_Directions for this task_. Every entry should be reproduced precisely, with each picture left out.

_Dataset records_.

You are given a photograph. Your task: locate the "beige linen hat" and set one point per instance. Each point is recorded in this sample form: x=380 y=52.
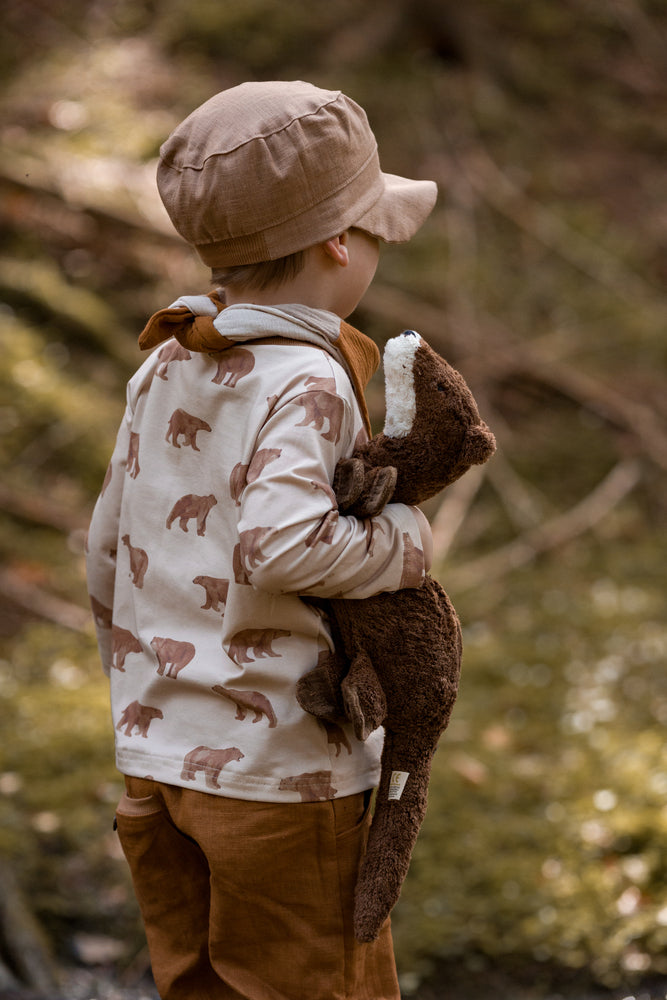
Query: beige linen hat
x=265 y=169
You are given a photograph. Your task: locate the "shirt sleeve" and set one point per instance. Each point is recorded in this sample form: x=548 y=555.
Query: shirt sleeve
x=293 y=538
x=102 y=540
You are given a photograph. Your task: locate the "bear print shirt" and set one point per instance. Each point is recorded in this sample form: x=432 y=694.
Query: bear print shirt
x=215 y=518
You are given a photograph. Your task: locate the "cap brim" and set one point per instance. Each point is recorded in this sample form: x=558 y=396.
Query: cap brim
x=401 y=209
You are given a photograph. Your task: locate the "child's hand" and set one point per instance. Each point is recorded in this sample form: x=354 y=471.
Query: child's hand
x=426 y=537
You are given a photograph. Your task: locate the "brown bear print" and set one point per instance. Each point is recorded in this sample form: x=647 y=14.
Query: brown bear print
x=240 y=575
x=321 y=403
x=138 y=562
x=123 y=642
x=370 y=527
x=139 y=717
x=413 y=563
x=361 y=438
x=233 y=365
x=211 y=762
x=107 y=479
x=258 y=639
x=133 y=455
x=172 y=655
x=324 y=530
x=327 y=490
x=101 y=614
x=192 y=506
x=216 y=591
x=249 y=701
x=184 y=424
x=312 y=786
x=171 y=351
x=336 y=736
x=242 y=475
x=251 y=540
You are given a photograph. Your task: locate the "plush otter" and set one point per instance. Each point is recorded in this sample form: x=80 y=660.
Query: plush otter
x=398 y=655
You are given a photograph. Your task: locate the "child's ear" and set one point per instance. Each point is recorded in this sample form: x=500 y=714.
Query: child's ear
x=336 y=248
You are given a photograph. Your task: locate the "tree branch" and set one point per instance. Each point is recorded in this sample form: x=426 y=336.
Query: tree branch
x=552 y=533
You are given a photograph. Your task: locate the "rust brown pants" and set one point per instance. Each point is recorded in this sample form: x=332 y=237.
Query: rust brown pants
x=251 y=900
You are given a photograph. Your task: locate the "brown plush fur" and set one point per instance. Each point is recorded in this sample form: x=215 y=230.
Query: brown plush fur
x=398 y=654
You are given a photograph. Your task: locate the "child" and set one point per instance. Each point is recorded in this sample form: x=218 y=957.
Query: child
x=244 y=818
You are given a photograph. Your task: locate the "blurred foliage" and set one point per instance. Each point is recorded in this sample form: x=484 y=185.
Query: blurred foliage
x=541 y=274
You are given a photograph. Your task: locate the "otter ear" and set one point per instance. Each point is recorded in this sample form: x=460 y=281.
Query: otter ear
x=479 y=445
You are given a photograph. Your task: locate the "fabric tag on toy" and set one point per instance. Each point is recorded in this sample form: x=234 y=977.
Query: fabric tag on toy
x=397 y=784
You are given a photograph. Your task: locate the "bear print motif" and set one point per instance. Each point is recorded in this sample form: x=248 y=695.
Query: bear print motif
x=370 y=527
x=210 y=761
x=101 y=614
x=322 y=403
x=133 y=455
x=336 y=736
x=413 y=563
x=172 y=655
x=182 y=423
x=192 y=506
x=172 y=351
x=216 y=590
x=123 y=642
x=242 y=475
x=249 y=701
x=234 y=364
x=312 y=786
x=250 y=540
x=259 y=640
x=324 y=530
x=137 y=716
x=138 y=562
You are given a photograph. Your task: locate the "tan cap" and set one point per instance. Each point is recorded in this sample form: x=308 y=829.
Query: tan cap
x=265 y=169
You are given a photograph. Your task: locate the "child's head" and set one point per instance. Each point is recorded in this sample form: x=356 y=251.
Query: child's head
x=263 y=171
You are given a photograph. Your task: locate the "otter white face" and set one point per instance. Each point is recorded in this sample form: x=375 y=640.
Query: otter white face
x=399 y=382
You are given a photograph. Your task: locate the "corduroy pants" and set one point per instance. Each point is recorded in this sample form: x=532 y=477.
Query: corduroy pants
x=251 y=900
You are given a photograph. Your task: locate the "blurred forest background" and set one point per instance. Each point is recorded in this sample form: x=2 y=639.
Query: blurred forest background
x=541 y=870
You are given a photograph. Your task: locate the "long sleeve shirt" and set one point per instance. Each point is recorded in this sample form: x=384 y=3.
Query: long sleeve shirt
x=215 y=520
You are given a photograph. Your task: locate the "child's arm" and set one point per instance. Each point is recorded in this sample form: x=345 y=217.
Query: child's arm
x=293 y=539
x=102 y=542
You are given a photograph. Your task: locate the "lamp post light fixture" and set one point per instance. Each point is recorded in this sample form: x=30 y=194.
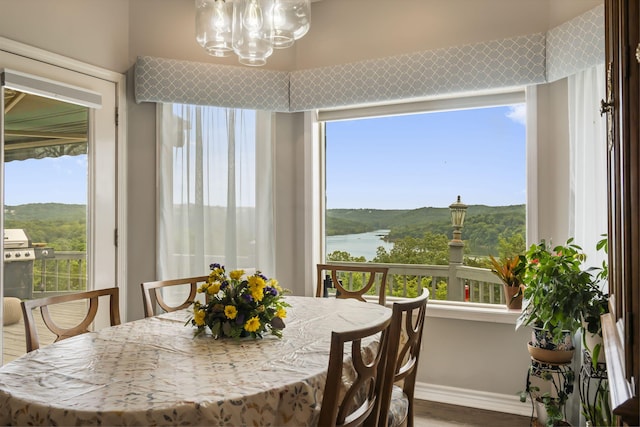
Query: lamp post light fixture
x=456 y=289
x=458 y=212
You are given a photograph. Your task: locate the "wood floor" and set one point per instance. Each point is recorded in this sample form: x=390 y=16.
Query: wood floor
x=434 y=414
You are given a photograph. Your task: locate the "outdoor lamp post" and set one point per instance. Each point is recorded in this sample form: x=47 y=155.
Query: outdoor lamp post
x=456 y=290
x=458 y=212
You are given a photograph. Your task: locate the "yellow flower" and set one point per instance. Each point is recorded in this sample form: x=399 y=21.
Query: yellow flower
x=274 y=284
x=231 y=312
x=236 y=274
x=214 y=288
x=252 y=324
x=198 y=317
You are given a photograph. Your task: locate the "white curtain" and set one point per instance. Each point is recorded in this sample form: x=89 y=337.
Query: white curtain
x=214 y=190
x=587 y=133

_Answer section_.
You are given a photograph. Your task: locate the "beige linen hat" and set one point per instance. Each point is recorded in this sample form: x=380 y=52.
Query: beige linen hat
x=265 y=169
You are given a photograph. Your task: locate the "shirt sleeve" and set one point per instance. Each point is recorded in this sample form: x=548 y=555.
Query: shirt sleeve
x=293 y=538
x=102 y=540
You are given a photograph. Your task: locate the "bear print shirt" and set one point per instance. Each point is recorded in this sample form: x=432 y=694.
Query: bear print shirt
x=215 y=518
You are given a photograph. Your task: locate the "cap brim" and set one point per instance. Each point is recorded in this sample form: x=558 y=396.
Query: cap brim
x=401 y=209
You are given a photograph. Your task: locate the "child's hand" and set one point per instance. Each point is recorded in this sample form: x=354 y=471.
Query: child's hand
x=426 y=537
You are given a photograph. Your task: locate the "brown bear print" and set one point per instance. Each point is recorded in this sample form: x=647 y=14.
Query: brown bear print
x=240 y=575
x=321 y=403
x=138 y=562
x=123 y=642
x=370 y=527
x=139 y=717
x=413 y=563
x=361 y=438
x=233 y=365
x=211 y=762
x=107 y=479
x=258 y=639
x=133 y=455
x=172 y=655
x=324 y=530
x=327 y=490
x=101 y=614
x=192 y=506
x=216 y=591
x=249 y=701
x=184 y=424
x=312 y=786
x=171 y=351
x=336 y=736
x=242 y=475
x=251 y=540
You are given a photograph. Your task: locate the "plush otter" and set one point per instance. Each point is recorded in this sample form: x=80 y=660.
Query: plush otter
x=398 y=655
You are given a photograph. Your task: locate the "child's ear" and set one point per instance. Each point is recorded in this sample form: x=500 y=714.
Query: child's ear
x=336 y=248
You are given a photograph. Your task: locate the "tree branch" and set one point per instance. Each point is recorded in this sample form: x=426 y=336.
Query: tree branch
x=552 y=533
You are given a photograph. Your task: locate the "rust brown pants" and set one point per instance. Each point is recorded in this sample form: x=332 y=237.
Query: rust brown pants
x=251 y=900
You are given a photograph. Your task: locate the "brown plush fur" and set one point per instance. Each point is recorded in this sample form: x=215 y=230.
Query: brown plush fur
x=398 y=654
You are given a photograph. Your task: locate the "child" and set one point per instance. Each point is recorded in this sample form: x=218 y=957.
Query: child
x=244 y=818
You are given a photograph. Your task: locate the "blurred foliage" and set one point per instance. Each point is recorded in this sample form: x=484 y=185.
Query: blurred foliage
x=541 y=274
You are given a photograph. Your task: locate the "otter ear" and set one point per instance. Each point is recorded in this sample form: x=460 y=281.
Query: otter ear
x=479 y=445
You are given a photograph. Your task: locate the "fabric tag on toy" and set one point per instance. Each point is recorded in this sample form: x=234 y=977.
Query: fabric tag on toy
x=397 y=784
You are given a photograph. Your task: locate the "bear print motif" and set one point per instance. Each point is recorded in this sample form: x=248 y=695.
Query: bear print motif
x=370 y=527
x=210 y=761
x=101 y=614
x=322 y=403
x=133 y=455
x=336 y=736
x=413 y=563
x=172 y=655
x=182 y=423
x=192 y=506
x=172 y=351
x=216 y=590
x=123 y=642
x=242 y=475
x=249 y=701
x=234 y=364
x=312 y=786
x=250 y=540
x=259 y=640
x=324 y=530
x=137 y=716
x=138 y=562
You are given a photograph. Your task: locate the "tan cap" and set one point per instance. Each point is recorded in this sample form: x=308 y=829.
Query: tan cap
x=265 y=169
You are given a photograph. Your task: locate the "child's head" and set one point per instance. Each point is recorded in this sample form: x=356 y=251.
Query: child's head
x=263 y=171
You are given a photograph. Your task: locate the "otter white face" and set one point per instance. Each point is recorded in this sample form: x=375 y=640.
Query: otter white face
x=399 y=382
You are given a photograph. Your task: locate the "corduroy pants" and set one point per instance. Each point is recorded in this sample form: x=532 y=477.
Query: corduroy pants
x=251 y=900
You are given a photograph. Your task: locate the "blurred forest background" and set one point per instance. Each point is recorded in this sample form: x=2 y=639.
Query: blurred forest background
x=541 y=870
You are given a photograph. Your task: locate the "long sleeve shirt" and set one point per instance. Each point is recorded in this sample form: x=384 y=3.
Query: long sleeve shirt
x=215 y=520
You are given a photograph. Your task: locate the "child's arm" and set one point per instance. Each point is recorded in this sample form: x=345 y=217.
Query: child's arm
x=293 y=539
x=102 y=542
You are given a photograph. Your task: locate the "lamp post light fixture" and set one point per instance. Each point is recorded in this sample form: x=30 y=194.
Query: lamp post light fixture
x=456 y=289
x=458 y=212
You are given a photograph. Your task: locate the "wood floor" and set one point per instance. Each point is recorded in this sample form: x=390 y=16.
Query: wood floor
x=434 y=414
You are given a photograph. Your task: locate the "outdoor lamp post" and set one point per instance. Each point is recorded in this sample form: x=47 y=155.
Query: outdoor lamp post
x=456 y=290
x=458 y=212
You are given a photograph. Your task: locate the "yellow flower" and set one point per instance. Each point is recorded in this sample form: x=399 y=21.
Query: yellow flower
x=274 y=284
x=231 y=312
x=236 y=274
x=214 y=288
x=252 y=324
x=198 y=317
You are given a photograph. Your task: locate the "white curtain" and set one point per instance. Each point is recorded in this sample form: x=89 y=337.
Query: white curtain
x=214 y=190
x=587 y=133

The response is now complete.